== Selected text ==
# # # # # # #
Planting a salad bowl garden will produce greens and root veggies all through the fall and winter months without a lot of effort.

Bruce Solomon at Baker Nursery suggests starting with an 18-inch bowl-shaped container, with drainage holes in the bottom. Fill it with potting mix and saturate with water.

Then the fun begins.

Baker Nursery stocks a wide variety of veggie transplants through the fall, Phoenix’s best vegetable growing season. Solomon advises that leafy greens bring the most satisfaction to casual gardeners. Purchase about six to eight baby transplants: lettuces when it’s cooler (November to March) and spinach, Swiss chard or kale for warmer months. Leaf lettuces tend to be easier to grow than head lettuce.

Visit the nursery’s seed packet section and pick out seeds for baby carrots or baby beets and radishes, great root crops for container gardens. Back home, tuck your transplants into the moistened soil in your container, allowing each young plant room to grow. Follow directions on the seed packet for the depth to plant your root vegetable seeds, and deposit approximately two dozen seeds spaced in amongst your greens. Sow more seeds every two weeks for continuous crops. Water in with a gentle shower.

Pick up liquid organic fertilizer. Dilute per directions on the label and apply to your veggies every six weeks.
# # # # # # #
== Supplied information ==
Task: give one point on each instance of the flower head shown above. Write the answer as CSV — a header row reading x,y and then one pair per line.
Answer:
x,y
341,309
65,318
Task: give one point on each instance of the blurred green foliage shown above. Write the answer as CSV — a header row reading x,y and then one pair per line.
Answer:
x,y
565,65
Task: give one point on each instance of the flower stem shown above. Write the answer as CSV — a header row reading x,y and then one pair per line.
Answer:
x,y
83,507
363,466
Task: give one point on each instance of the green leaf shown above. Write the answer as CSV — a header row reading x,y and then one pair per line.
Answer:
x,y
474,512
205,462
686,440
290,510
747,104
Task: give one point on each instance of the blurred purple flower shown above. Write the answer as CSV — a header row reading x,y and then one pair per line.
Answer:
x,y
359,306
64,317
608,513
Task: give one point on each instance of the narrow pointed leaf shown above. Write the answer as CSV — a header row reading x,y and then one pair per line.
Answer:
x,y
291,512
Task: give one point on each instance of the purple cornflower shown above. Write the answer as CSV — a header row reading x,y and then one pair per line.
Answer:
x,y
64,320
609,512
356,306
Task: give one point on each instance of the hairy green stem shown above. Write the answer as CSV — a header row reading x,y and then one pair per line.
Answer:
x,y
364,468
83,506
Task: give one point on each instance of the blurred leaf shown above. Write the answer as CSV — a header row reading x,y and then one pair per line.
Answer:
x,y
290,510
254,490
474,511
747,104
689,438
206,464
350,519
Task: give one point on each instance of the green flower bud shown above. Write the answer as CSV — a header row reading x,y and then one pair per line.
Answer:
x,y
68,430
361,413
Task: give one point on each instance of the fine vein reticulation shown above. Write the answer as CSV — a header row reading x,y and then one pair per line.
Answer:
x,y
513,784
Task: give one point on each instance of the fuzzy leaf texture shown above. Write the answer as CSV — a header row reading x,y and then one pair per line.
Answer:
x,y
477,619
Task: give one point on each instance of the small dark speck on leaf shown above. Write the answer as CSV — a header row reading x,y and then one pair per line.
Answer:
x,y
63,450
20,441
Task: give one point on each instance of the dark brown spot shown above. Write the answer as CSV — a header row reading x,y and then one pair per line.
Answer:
# # # # # # #
== Jobs ==
[a] Answer each question from the salad bowl garden passage:
(i) What size and shape of container does Bruce Solomon suggest starting with?
(ii) About how many baby transplants should be purchased?
(iii) How often should the diluted liquid organic fertilizer be applied?
[b] According to the salad bowl garden passage, why should more root vegetable seeds be sown every two weeks? Answer in one to three sentences.
[c] Please carry on the salad bowl garden passage from its final sentence.

== Task responses ==
[a]
(i) An 18-inch bowl-shaped container with drainage holes in the bottom.
(ii) About six to eight.
(iii) Every six weeks.

[b] More seeds should be sown every two weeks to produce continuous crops.

[c]
Children are great garden partners. Make a watering can by punching holes in a yogurt container. Put water in a bucket near the salad bowl garden. Pint-sized gardeners love scooping up water and showering it over the growing vegetables. Empty this bucket after use so mosquitoes don’t move in. Keep the garden moist but not soggy.

Don’t panic if bugs show up on your plants. A mix of 1 teaspoon of dish soap to 1 quart of water makes a handy spray that will kill 90% of common garden insects.

Plant your garden by October 1 and you’ll be harvesting greens within weeks and proudly adding homegrown carrots and radishes to your Thanksgiving feast.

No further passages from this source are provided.